-- START Data to use --

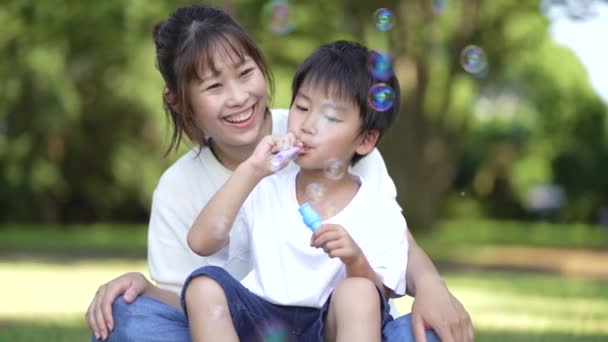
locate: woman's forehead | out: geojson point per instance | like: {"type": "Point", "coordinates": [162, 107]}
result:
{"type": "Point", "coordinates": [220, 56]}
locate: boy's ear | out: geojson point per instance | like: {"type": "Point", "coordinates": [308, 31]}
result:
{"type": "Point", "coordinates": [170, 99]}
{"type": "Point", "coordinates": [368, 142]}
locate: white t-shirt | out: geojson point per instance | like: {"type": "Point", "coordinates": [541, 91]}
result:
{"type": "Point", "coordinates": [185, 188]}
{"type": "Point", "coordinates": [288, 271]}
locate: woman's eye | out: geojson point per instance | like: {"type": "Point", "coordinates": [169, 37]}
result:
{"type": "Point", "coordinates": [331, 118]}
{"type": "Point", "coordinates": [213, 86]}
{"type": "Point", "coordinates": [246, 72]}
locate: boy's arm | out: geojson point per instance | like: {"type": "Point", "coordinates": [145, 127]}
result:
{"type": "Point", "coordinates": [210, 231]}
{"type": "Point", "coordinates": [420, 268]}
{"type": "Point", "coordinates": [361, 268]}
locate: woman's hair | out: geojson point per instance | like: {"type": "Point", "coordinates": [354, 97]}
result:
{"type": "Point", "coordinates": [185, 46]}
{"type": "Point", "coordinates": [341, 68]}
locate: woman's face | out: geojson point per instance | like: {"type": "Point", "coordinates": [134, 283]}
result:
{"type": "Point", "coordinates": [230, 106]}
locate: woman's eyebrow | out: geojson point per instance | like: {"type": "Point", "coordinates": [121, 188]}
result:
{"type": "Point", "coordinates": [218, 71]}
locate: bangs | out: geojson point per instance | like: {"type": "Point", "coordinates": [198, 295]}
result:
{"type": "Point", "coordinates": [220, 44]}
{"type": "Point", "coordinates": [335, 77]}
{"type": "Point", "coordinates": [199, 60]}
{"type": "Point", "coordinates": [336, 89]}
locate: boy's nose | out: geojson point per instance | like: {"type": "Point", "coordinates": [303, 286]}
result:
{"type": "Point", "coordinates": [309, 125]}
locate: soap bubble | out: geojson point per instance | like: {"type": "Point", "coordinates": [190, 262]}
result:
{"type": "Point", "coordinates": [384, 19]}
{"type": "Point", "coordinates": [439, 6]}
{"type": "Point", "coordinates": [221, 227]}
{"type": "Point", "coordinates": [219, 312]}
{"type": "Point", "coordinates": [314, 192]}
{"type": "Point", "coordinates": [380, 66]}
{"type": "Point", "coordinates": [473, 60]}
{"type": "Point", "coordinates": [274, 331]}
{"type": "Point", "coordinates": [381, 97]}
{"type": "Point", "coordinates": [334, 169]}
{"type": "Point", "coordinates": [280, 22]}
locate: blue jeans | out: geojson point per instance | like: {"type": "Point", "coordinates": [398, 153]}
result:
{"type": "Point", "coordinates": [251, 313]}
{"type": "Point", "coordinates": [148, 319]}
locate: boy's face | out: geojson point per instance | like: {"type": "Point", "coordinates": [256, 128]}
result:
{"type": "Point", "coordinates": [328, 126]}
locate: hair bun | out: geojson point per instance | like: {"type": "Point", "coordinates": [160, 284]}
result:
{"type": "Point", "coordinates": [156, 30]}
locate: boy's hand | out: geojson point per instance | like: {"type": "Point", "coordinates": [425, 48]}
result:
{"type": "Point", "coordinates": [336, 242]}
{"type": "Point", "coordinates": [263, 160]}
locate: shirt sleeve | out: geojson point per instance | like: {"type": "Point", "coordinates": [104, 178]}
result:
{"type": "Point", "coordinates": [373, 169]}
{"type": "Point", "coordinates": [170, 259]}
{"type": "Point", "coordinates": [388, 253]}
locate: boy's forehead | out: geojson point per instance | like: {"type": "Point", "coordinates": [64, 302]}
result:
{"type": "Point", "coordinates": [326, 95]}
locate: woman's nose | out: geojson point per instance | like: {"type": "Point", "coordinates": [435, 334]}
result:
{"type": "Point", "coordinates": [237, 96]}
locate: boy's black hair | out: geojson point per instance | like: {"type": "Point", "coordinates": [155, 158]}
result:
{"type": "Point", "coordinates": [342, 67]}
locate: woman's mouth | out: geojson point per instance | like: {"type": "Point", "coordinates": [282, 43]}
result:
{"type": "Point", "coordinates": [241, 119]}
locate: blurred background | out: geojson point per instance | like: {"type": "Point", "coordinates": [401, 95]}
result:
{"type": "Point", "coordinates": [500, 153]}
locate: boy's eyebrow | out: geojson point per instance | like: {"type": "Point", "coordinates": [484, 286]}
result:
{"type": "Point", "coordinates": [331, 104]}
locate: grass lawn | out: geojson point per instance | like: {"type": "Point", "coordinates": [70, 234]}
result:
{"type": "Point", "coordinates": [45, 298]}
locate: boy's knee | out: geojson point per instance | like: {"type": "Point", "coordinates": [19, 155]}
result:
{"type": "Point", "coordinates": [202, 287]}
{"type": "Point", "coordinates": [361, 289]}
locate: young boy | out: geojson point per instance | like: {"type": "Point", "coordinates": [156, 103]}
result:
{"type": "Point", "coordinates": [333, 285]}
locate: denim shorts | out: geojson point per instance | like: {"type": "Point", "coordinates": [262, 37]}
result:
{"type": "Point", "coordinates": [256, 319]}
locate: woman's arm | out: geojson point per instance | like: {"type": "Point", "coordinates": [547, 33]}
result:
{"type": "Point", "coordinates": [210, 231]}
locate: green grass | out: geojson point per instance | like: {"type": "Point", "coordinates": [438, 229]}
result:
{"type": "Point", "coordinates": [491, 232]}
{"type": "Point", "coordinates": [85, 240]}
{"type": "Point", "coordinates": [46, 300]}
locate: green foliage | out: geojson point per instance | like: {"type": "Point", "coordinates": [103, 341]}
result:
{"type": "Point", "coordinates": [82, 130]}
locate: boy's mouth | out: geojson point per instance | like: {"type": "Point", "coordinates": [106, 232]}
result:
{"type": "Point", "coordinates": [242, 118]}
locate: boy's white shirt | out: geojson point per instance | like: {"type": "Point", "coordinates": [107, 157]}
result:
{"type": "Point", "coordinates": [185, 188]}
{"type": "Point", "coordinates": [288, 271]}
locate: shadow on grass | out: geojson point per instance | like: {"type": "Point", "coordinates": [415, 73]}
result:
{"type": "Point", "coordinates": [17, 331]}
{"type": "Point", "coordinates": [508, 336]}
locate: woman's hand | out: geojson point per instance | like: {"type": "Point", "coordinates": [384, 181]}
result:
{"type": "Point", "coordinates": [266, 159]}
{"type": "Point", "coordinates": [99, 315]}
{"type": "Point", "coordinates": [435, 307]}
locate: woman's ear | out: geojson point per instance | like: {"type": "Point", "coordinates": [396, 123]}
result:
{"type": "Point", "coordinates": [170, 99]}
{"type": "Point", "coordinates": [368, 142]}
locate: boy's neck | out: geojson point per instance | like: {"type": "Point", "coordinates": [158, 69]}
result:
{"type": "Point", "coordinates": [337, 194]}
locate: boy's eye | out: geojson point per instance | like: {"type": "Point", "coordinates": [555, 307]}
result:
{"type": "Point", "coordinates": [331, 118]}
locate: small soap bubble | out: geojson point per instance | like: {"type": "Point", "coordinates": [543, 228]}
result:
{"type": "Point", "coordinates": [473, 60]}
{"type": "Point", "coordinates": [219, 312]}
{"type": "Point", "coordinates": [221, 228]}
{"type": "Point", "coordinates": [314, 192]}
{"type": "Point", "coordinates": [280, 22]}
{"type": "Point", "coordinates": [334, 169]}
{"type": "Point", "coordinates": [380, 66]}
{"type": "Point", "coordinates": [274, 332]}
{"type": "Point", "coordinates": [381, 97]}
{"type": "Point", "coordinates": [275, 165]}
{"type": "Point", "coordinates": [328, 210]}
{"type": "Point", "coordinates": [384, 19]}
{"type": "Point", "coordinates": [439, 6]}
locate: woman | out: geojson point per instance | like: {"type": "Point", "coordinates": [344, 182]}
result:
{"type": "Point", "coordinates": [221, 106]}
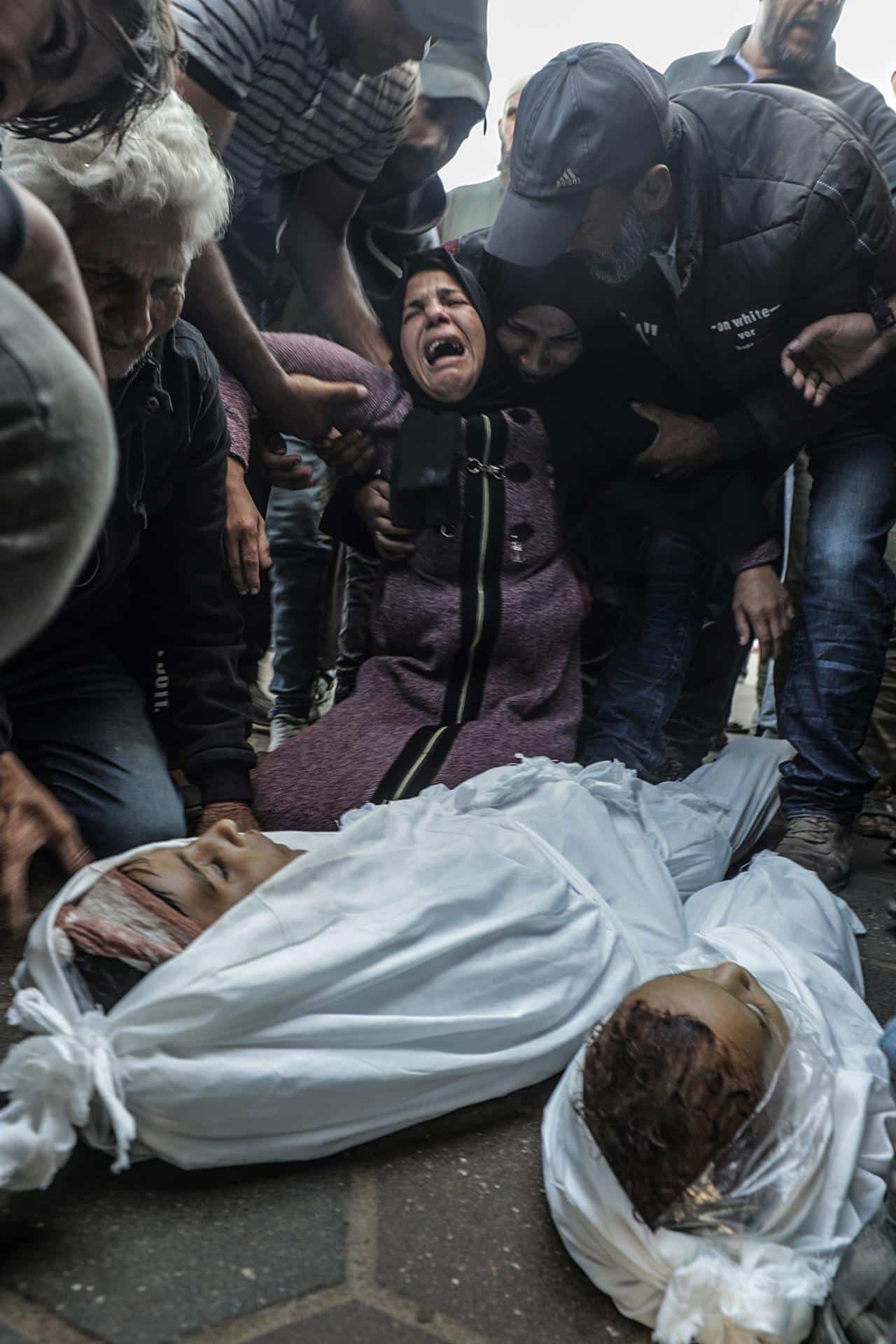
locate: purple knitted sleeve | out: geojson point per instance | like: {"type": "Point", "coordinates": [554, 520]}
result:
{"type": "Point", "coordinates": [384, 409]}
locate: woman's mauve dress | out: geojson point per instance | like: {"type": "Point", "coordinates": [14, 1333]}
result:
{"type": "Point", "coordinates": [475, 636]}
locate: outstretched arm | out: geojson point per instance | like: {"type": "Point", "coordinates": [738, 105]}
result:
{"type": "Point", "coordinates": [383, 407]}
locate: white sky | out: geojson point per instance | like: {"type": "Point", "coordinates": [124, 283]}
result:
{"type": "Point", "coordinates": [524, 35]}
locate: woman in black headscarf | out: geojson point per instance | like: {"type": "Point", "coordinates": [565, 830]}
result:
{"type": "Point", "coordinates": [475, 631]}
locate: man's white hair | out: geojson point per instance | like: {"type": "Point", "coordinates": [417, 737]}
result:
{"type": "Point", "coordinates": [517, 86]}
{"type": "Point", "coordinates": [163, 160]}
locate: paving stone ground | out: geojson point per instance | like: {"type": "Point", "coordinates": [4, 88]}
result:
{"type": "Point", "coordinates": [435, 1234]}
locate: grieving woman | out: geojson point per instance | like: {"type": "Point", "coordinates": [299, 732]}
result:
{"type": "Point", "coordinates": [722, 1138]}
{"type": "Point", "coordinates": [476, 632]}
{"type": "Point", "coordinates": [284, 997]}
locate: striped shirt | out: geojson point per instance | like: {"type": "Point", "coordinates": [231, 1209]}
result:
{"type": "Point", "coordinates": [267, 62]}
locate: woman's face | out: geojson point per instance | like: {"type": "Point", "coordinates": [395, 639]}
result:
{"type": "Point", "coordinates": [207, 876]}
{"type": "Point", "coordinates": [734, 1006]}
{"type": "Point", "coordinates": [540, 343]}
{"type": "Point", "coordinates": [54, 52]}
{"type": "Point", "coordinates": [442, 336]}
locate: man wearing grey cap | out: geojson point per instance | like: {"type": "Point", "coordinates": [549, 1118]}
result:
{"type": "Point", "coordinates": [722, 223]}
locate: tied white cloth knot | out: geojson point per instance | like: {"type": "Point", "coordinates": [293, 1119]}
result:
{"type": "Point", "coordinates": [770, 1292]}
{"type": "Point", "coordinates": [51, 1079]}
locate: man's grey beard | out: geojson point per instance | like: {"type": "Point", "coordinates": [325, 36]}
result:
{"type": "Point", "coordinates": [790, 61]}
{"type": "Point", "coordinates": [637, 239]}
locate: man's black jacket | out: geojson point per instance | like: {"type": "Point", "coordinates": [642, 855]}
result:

-- END Data to use --

> [Given problem]:
Take every line from the one containing "locate: striped shirt" to the end of the listing and output it exactly, with nothing else.

> [Exercise output]:
locate: striped shirt | out: geojson point per instance | like: {"type": "Point", "coordinates": [231, 1209]}
result:
{"type": "Point", "coordinates": [267, 62]}
locate: woman's face | out: geojson point per instance | like: {"type": "Point", "coordinates": [395, 639]}
result:
{"type": "Point", "coordinates": [207, 876]}
{"type": "Point", "coordinates": [734, 1006]}
{"type": "Point", "coordinates": [540, 343]}
{"type": "Point", "coordinates": [54, 52]}
{"type": "Point", "coordinates": [442, 336]}
locate: man wearing grey cap | out: geojson point per instance | like: {"type": "Point", "coordinates": [549, 1118]}
result:
{"type": "Point", "coordinates": [722, 223]}
locate: tied white cloth knot | out: geojson point per instance | like: {"type": "Point", "coordinates": [293, 1119]}
result:
{"type": "Point", "coordinates": [770, 1292]}
{"type": "Point", "coordinates": [51, 1079]}
locate: man's grey beard | out: geojson point per instance | like: {"type": "Point", "coordinates": [325, 36]}
result:
{"type": "Point", "coordinates": [790, 61]}
{"type": "Point", "coordinates": [637, 239]}
locate: man's black jacket | out: geojson point per instance | like: {"type": "Point", "coordinates": [642, 855]}
result:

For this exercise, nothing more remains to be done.